[Segmentation labeling entries]
——
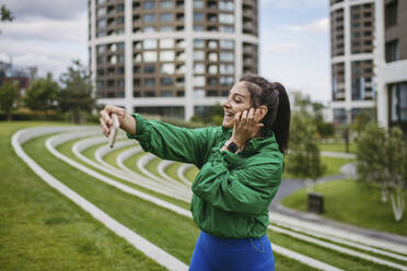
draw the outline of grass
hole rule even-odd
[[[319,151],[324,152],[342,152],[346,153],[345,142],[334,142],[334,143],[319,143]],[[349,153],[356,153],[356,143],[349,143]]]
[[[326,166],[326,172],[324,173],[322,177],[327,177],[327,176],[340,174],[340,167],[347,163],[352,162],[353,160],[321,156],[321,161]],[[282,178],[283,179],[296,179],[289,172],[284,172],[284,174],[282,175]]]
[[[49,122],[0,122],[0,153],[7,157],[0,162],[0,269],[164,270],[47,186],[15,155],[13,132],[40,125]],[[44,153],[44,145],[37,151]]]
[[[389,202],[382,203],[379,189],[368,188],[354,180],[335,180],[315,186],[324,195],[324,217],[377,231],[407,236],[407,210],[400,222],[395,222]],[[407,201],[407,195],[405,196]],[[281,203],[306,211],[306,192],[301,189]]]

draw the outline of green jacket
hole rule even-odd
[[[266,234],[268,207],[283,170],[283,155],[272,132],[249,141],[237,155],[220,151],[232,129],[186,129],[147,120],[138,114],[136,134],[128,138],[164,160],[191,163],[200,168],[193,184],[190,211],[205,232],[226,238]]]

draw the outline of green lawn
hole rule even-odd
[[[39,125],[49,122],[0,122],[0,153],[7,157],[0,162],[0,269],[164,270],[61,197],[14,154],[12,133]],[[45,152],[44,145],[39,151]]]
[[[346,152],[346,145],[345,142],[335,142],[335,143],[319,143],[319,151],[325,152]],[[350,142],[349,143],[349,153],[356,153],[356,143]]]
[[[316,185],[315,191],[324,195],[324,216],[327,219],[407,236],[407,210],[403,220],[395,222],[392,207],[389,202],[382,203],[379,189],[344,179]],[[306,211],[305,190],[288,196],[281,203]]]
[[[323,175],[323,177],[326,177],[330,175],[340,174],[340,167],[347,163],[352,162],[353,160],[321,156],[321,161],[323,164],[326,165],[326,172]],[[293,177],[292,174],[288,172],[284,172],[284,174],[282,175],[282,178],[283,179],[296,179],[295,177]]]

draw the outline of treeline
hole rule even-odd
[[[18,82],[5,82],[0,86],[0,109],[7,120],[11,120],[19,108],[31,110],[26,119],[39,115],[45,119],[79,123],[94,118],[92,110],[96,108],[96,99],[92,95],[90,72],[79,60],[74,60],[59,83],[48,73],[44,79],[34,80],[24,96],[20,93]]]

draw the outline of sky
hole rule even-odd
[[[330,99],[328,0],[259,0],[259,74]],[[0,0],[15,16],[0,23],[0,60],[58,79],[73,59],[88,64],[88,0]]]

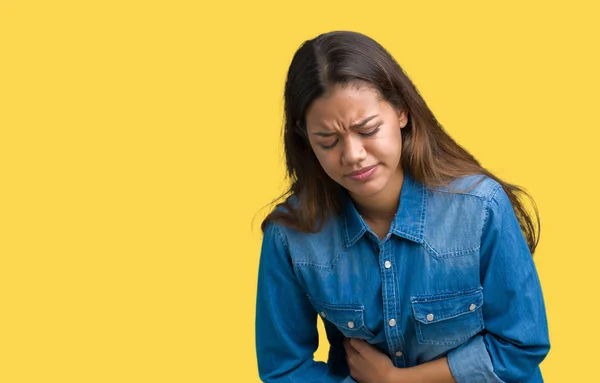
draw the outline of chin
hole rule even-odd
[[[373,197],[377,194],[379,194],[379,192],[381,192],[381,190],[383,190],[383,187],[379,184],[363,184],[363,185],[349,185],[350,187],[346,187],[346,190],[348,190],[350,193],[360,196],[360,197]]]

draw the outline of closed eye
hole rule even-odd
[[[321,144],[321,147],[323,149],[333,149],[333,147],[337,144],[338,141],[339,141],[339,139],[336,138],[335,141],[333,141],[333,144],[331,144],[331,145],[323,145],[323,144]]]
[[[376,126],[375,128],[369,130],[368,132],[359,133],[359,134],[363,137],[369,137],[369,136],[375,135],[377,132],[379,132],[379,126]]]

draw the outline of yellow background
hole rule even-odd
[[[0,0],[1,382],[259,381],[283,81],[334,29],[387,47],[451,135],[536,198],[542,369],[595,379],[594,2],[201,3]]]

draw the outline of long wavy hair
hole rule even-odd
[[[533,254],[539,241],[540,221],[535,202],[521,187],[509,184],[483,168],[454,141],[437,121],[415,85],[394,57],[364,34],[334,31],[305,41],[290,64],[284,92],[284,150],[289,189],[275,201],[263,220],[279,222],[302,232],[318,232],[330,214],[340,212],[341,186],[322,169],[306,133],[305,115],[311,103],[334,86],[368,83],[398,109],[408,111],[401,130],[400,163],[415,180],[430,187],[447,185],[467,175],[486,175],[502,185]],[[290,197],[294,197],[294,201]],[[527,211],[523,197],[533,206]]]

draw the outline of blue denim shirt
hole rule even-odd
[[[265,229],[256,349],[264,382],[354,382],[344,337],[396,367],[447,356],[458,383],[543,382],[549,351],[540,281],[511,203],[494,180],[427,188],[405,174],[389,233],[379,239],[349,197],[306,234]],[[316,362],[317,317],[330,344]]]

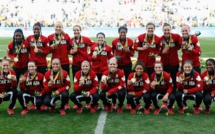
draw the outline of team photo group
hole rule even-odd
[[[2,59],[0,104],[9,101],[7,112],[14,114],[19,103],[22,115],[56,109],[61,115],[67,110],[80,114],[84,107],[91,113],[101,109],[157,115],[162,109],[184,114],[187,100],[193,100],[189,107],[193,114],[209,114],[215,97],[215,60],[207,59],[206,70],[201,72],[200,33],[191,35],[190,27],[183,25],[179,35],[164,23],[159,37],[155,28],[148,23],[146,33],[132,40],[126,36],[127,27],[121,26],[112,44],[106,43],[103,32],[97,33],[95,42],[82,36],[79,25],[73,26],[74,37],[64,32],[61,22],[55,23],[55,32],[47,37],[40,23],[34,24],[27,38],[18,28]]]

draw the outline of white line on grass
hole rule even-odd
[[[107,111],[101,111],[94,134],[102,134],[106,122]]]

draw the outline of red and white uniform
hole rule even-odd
——
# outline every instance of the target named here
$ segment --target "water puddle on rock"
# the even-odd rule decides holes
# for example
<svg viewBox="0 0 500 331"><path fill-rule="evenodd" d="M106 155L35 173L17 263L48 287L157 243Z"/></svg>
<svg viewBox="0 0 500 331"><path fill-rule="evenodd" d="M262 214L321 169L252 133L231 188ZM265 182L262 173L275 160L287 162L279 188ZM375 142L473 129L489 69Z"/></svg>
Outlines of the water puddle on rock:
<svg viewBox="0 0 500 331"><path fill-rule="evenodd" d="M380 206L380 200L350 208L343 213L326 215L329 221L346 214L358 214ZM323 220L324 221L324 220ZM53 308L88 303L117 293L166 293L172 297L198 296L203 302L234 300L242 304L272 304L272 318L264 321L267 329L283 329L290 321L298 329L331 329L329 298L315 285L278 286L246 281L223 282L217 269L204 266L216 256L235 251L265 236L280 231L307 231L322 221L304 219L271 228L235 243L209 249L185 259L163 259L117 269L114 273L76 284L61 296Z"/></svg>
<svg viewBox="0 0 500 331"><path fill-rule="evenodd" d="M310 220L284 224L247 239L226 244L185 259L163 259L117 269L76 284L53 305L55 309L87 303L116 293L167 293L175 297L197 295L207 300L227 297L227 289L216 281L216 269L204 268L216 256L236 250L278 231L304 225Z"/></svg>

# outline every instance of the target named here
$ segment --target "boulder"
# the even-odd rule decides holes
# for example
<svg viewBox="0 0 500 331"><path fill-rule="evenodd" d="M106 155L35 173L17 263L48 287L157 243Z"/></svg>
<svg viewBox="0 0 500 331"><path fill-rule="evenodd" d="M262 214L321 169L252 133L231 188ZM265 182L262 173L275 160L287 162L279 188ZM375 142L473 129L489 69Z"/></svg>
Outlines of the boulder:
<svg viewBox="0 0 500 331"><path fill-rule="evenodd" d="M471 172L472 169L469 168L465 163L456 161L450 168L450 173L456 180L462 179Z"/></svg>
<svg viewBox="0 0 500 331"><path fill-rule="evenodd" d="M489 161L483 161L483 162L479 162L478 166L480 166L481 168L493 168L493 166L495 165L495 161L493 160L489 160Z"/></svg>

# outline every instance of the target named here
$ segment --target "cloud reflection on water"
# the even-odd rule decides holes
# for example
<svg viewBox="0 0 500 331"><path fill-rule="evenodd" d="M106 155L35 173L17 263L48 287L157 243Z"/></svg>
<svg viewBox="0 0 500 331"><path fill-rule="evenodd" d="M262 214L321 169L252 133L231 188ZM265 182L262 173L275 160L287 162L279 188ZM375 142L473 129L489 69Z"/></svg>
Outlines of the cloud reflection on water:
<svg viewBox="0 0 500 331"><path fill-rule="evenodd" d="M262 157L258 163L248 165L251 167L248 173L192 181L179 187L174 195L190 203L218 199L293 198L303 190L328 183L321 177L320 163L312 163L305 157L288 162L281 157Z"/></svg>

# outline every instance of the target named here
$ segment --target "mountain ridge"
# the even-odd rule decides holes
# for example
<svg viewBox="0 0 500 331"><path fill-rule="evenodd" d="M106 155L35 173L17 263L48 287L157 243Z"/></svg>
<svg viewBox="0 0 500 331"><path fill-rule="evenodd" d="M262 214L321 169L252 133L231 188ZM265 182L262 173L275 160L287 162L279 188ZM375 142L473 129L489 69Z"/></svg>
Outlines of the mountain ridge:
——
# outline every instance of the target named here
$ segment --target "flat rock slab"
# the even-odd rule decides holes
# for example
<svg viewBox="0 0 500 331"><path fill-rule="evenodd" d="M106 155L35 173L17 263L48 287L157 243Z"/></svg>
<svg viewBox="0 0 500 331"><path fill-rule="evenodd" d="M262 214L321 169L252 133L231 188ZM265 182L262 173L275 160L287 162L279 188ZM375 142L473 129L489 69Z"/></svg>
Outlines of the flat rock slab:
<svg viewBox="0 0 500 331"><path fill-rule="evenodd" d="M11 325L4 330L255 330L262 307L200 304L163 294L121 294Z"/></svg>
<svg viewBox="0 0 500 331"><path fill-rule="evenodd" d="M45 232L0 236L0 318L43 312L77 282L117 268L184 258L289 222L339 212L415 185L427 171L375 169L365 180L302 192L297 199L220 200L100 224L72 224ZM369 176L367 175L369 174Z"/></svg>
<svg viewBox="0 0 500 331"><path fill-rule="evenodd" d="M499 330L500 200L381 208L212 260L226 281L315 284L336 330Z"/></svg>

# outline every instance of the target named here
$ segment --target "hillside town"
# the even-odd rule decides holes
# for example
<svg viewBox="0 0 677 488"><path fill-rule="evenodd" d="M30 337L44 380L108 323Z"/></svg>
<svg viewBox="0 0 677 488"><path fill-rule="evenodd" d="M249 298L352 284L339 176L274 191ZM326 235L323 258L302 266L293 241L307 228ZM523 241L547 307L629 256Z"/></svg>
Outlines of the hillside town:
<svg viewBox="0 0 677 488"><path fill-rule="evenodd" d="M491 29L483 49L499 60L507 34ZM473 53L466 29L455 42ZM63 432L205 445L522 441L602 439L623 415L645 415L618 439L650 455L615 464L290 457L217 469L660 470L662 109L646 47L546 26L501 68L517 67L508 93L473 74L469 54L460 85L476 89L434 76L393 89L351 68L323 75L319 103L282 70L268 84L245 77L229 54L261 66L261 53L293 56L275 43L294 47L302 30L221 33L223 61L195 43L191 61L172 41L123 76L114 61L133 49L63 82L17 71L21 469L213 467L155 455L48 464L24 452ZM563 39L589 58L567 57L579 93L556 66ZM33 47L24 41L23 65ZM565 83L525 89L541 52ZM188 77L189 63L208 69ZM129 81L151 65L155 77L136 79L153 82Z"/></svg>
——
Substitute "fill rule" for "hole rule" in the records from the line containing "draw the outline of yellow background" through the line containing "[[[107,111],[101,111],[94,134],[102,134],[106,122]]]", keeping everything else unchanged and omitting the pictures. Give only that stretch.

Solution to this task
draw the outline of yellow background
fill rule even-odd
[[[0,0],[1,382],[259,381],[283,81],[334,29],[387,47],[451,135],[536,198],[542,369],[595,379],[594,2],[201,3]]]

draw the outline of long wavy hair
fill rule even-odd
[[[533,254],[539,241],[540,221],[535,202],[521,187],[509,184],[483,168],[454,141],[437,121],[415,85],[394,57],[364,34],[334,31],[305,41],[290,64],[284,92],[284,150],[289,189],[275,201],[263,220],[279,222],[302,232],[318,232],[330,214],[340,212],[341,186],[322,169],[306,133],[305,115],[311,103],[334,86],[368,83],[398,109],[408,111],[401,130],[400,163],[415,180],[430,187],[447,185],[467,175],[486,175],[502,185]],[[290,197],[294,197],[294,201]],[[527,211],[523,197],[533,206]]]

draw the outline of blue denim shirt
fill rule even-odd
[[[265,229],[256,349],[264,382],[354,382],[344,337],[396,367],[447,356],[458,383],[543,382],[549,351],[540,281],[511,203],[494,180],[427,188],[405,174],[389,233],[379,239],[349,197],[306,234]],[[316,362],[317,317],[330,344]]]

draw the outline of team photo group
fill rule even-odd
[[[2,59],[0,104],[9,101],[7,112],[14,114],[19,103],[22,115],[56,109],[61,115],[67,110],[80,114],[84,107],[91,113],[101,109],[157,115],[162,109],[184,114],[187,100],[193,100],[189,107],[193,114],[209,114],[215,97],[215,60],[207,59],[206,70],[201,72],[200,33],[191,35],[190,27],[183,25],[179,35],[164,23],[159,37],[155,28],[148,23],[146,33],[132,40],[126,36],[127,27],[121,26],[112,44],[106,43],[103,32],[97,33],[95,42],[82,36],[79,25],[73,26],[74,37],[64,32],[61,22],[55,23],[55,32],[47,37],[40,23],[34,24],[27,38],[18,28]]]

draw the outline of white line on grass
fill rule even-odd
[[[107,111],[101,111],[94,134],[102,134],[106,122]]]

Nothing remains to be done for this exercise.